Given task: Rewrite all of the lines below, replacing every "pixel coordinates" with "image coordinates" and leaving everything else unchanged, and omit the pictures.

Materials provided:
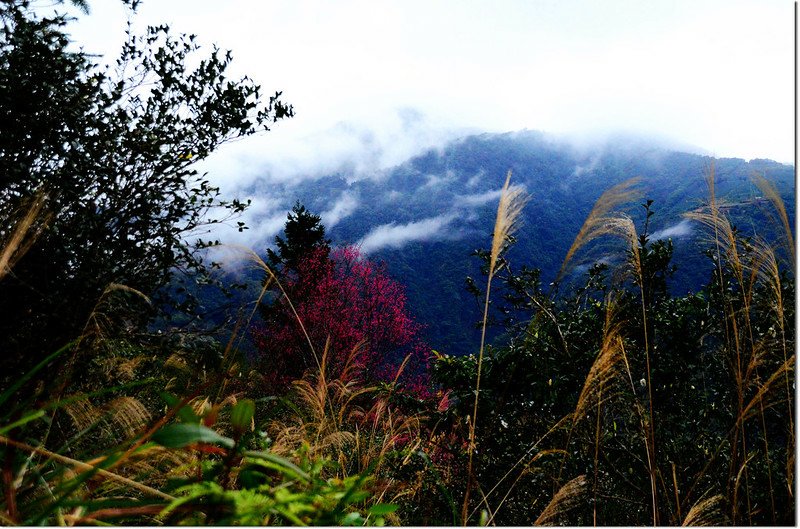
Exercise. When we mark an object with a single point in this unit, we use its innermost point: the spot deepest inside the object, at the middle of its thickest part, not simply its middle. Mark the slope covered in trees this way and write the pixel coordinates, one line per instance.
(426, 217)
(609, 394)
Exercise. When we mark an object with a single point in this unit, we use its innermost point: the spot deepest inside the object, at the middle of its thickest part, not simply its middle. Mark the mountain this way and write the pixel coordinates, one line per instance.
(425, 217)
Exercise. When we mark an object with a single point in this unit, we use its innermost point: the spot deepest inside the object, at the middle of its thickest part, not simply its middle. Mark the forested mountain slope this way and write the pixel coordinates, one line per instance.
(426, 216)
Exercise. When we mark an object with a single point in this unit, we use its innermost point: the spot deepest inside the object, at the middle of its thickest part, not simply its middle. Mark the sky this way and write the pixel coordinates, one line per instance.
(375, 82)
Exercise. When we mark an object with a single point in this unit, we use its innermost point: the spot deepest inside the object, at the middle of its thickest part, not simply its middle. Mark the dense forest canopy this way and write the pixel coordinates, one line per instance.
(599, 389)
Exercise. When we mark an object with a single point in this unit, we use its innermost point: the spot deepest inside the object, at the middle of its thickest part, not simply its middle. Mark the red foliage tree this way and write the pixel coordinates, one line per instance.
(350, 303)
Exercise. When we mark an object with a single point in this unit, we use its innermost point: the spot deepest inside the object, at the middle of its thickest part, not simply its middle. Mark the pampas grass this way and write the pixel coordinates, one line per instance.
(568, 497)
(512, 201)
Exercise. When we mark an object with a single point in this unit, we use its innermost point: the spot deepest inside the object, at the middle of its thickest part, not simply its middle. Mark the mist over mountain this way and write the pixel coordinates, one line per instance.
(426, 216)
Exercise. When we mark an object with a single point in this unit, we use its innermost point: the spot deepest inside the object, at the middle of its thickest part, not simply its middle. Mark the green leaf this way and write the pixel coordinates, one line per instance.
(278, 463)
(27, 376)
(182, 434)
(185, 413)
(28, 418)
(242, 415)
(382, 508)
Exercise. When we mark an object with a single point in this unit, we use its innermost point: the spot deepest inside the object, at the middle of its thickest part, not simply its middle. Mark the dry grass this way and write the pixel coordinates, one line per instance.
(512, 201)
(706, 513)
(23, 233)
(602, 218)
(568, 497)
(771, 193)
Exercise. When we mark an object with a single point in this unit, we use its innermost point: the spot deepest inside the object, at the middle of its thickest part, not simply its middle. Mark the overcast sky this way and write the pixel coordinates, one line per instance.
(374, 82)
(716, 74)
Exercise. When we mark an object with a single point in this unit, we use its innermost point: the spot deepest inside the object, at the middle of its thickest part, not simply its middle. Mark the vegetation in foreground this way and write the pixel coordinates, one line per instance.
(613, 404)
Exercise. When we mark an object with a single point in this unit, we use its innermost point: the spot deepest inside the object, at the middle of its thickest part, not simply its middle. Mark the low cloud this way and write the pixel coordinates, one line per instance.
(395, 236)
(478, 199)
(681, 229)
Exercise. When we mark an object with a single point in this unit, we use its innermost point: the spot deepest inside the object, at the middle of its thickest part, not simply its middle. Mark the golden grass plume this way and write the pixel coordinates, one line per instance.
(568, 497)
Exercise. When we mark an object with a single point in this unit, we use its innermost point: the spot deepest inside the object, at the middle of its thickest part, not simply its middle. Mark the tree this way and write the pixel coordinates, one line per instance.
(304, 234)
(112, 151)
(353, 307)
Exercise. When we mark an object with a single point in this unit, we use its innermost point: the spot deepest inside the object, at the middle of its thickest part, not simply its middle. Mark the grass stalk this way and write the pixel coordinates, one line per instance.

Written solution:
Exercise. When we mark an object with a single point in this unit, we use its innermost point: the spot deepest inside the object, at the middle of its thickest part, not simply its middle. Mark the slope covered in trees this way and write the image coordinates, one line per instance.
(426, 217)
(609, 394)
Exercise. When we mark an object with a single point in this unit, we use its innermost point: the spot deepest inside the object, at the middle of its thickest part, not simply its middle. Mark the mountain this way and write the image coordinates, one line per instance.
(425, 217)
Exercise. When we mark an object with a single point in this unit, we use its innermost point: the spot deepest inside the object, at the middle of its thickest part, not simply its middle. Mark the forested mountain slope this way and write the image coordinates, one line per instance.
(426, 216)
Exercise. When we mark an object with a single point in this unit, we use its innermost point: the spot deepest inside the object, at the middle of its thickest part, not simply its middle. Mark the sky this way and write the image coordinates, one line per instance.
(375, 82)
Exercise. When we mark an object with a single point in this unit, we use its innermost point: the spot deepest inside the object, at the middle of its thickest part, not simply its middle. Mark the dense forest canopy this way and write the image coordinates, one line per instance.
(599, 389)
Exercise. When we mark an object with a single point in this unit, we use its innermost point: the spot deepest inside the object, at the middle of its thickest part, not simply its middle. Mark the red foliage tree this way and write the image coordinates, one line per instance.
(350, 303)
Exercise. When we mark an object with a single point in this unit, we use its innermost point: the spot deepest inside the object, at the middle of its thickest part, not simply its middle. Mark the pampas grass this way and write the image coordinates, one line per instance.
(568, 497)
(512, 201)
Exercise. When we mark an object with a single point in this unit, we use its innermost point: the spot deepest inside the object, at the middle of its thickest part, not simply its middle. Mark the mist over mountain this way and write the image coordinates, one line per instance.
(426, 216)
Exercise. When we mark an object with a single point in this unit, we use its innermost point: the spot deepest inside the object, at the middle of its thickest part, not simply its middle. Mark the green leaf this way and write the image coordinates, one line per instance.
(278, 463)
(27, 376)
(182, 434)
(185, 413)
(28, 418)
(242, 415)
(382, 508)
Exercise. When we mark an object with a single point in this unit, we use its innermost point: the spot deepest inside the object, at the middle of its thickest part, not simply its middle. Mark the dry grass this way and write the image coordinates, one line per instance.
(512, 201)
(706, 513)
(23, 233)
(602, 218)
(568, 497)
(771, 193)
Exercise. When we mark an object with a single point in this unit, we use its innermost point: the spot deepest inside the object, at the middle of its thickest part, not simply its middle. Mark the overcast sky this way and write the image coordinates, one line per instance.
(374, 82)
(716, 74)
Exercise. When we mark an object with a single point in this unit, we use its innermost point: the spot deepest inside the object, at the middle of its thickest part, not simply its middle. Mark the vegetation in foreground this way and write the image coordinates, one line per instance.
(613, 404)
Exercise. When we mark an object with a single point in this unit, we use its innermost point: the spot deepest inside the object, at the middle of its thickest part, not simply its middle. Mark the low cloud this way and write the image coordinates, one line per instance.
(395, 236)
(478, 199)
(681, 229)
Exercise. When we mark an object with a single point in this unit, we use its innermost point: the spot deepest inside the object, at the middle of its thickest part, not simply its middle. Mark the golden grass plume this way and write the image coordinates, one line per instance.
(568, 497)
Exercise. When we mark an object with a single point in this unit, we use its innermost point: the spot deepest inside the object, at the middle of its thickest part, not simply its middle. Mark the tree this way and write the image coordinates, one line per instance.
(304, 234)
(112, 151)
(353, 307)
Exercise. When we mark an object with a single point in this unit, we use its innermost point: the spot deepest inside the object, at the middle of its thickest part, not simply its middle. Mark the grass stalk this way and write the image coordinates, one line per instance.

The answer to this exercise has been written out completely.